* [Task details]
Format the lines from the one containing "Annotate the garden" through the final line of the records, both included, as a Markdown table with the columns Row and Line, giving each line a row number. Leave out any blank lines.
==============================
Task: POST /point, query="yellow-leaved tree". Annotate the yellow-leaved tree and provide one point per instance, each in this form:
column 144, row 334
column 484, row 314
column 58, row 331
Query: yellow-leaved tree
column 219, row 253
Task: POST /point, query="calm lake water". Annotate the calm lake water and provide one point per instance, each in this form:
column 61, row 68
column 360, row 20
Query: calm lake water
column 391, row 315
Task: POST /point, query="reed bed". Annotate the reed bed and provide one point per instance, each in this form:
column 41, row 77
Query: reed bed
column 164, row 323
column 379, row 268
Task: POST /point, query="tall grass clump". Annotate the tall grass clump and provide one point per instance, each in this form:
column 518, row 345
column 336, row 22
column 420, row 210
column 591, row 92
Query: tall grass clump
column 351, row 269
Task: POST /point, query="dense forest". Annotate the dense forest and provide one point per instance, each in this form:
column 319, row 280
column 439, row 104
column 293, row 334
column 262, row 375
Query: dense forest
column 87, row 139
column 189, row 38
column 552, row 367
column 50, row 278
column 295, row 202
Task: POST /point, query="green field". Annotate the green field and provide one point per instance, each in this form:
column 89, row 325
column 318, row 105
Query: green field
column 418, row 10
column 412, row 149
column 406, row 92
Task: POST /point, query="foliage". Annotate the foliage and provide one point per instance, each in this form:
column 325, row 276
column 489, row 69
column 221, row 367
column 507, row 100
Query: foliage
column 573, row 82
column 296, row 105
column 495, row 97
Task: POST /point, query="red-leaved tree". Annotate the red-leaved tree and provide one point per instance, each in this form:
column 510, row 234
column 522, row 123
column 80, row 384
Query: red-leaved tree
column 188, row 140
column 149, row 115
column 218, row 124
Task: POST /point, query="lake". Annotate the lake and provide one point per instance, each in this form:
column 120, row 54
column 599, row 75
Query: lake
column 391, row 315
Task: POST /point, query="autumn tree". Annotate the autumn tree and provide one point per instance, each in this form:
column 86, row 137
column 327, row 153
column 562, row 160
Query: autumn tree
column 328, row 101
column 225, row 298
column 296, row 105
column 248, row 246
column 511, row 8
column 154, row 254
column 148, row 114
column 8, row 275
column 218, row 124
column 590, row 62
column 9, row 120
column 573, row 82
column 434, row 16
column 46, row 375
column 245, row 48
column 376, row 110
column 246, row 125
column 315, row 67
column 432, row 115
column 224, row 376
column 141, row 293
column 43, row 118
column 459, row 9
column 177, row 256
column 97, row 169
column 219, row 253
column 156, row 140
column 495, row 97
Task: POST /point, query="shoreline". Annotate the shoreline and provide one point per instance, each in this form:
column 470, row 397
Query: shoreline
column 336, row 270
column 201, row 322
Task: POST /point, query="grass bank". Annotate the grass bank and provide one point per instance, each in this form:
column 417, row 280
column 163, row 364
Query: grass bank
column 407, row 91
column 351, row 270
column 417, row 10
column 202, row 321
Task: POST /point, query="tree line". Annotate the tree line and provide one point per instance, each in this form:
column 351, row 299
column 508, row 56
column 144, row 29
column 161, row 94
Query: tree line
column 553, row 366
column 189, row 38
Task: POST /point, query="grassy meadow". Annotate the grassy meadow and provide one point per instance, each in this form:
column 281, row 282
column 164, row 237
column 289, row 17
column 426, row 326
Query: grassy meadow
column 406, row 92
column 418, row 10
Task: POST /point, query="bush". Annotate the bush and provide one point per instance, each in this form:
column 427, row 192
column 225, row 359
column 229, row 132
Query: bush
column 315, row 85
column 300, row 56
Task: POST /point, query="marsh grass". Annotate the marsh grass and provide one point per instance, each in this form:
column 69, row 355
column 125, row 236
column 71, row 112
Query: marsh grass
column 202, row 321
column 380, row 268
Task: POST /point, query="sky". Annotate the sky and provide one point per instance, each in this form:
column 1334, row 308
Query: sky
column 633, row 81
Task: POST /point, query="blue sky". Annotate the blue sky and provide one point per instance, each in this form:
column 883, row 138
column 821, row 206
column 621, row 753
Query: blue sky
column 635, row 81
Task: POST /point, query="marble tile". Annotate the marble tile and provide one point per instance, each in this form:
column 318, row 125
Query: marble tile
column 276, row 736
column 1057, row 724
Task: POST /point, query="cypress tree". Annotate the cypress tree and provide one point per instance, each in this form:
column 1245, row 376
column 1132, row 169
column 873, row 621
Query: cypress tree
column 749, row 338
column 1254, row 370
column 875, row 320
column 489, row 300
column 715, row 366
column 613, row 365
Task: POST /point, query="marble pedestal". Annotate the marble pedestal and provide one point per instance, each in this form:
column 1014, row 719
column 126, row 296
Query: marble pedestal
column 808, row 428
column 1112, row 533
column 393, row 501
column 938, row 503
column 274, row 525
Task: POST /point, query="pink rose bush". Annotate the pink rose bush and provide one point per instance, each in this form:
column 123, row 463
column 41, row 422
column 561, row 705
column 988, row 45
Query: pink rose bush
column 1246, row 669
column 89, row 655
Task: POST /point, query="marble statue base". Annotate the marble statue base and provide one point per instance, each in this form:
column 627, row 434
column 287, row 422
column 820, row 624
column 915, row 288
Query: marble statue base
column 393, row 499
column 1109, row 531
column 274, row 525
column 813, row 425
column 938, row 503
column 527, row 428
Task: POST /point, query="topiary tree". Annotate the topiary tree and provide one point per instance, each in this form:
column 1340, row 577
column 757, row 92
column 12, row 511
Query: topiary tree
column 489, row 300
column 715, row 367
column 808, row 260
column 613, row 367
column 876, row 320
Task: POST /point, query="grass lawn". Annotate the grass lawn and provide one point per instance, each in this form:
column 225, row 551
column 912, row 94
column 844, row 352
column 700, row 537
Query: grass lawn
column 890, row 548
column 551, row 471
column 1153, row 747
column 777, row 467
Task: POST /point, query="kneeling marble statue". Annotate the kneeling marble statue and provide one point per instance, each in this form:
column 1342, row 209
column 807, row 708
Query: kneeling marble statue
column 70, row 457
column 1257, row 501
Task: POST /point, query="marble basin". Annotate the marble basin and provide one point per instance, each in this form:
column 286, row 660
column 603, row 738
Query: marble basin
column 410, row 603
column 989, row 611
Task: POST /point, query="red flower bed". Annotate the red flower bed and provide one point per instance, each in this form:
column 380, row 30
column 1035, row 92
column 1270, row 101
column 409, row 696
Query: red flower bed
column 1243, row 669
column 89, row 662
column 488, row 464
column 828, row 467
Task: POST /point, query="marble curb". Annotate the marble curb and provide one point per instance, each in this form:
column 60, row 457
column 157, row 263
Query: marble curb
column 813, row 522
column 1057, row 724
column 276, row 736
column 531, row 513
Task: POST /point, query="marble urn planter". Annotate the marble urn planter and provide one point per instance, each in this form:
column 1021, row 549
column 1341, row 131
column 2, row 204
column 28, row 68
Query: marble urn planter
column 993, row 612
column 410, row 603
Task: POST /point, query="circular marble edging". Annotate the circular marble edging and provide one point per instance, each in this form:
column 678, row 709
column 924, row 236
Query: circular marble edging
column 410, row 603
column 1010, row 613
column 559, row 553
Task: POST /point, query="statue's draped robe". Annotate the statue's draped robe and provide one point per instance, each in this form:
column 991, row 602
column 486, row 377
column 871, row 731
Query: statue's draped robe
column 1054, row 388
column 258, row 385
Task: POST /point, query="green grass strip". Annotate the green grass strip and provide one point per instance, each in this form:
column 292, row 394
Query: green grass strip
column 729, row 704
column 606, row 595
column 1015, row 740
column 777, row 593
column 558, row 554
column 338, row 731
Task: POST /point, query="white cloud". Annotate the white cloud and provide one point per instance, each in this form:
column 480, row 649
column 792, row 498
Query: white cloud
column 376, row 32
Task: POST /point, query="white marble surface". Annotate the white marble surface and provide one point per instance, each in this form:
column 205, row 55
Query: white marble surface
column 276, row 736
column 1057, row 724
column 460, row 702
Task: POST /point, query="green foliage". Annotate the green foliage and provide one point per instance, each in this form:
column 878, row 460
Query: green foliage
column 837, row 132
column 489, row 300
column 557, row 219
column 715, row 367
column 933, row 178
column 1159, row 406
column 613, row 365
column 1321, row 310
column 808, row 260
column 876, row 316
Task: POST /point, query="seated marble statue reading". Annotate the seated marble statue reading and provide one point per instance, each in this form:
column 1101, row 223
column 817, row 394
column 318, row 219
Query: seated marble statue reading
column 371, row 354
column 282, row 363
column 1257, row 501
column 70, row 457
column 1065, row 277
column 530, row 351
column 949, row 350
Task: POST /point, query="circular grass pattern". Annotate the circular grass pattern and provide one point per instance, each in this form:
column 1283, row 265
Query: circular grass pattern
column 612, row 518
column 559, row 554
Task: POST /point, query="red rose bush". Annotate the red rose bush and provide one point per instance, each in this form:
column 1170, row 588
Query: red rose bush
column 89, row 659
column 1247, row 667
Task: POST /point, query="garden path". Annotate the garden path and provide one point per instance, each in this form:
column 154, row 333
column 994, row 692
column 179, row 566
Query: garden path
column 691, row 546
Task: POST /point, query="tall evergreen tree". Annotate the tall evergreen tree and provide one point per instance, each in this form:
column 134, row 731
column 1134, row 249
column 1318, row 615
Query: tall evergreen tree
==============================
* [Expected answer]
| Row | Line |
|---|---|
| 1 | Task: POST /point, query="garden path". Annotate the garden path and provide one point per instance, each in this form: |
| 2 | column 154, row 333 |
| 3 | column 994, row 692 |
| 4 | column 179, row 566 |
| 5 | Query: garden path |
| 6 | column 691, row 546 |
| 7 | Task: POST /point, query="tall evergreen tree". Annotate the tall evergreen tree and provide one point per instance, each in this form: |
| 8 | column 134, row 731 |
| 9 | column 1134, row 249 |
| 10 | column 1318, row 615 |
| 11 | Query: tall evergreen tree |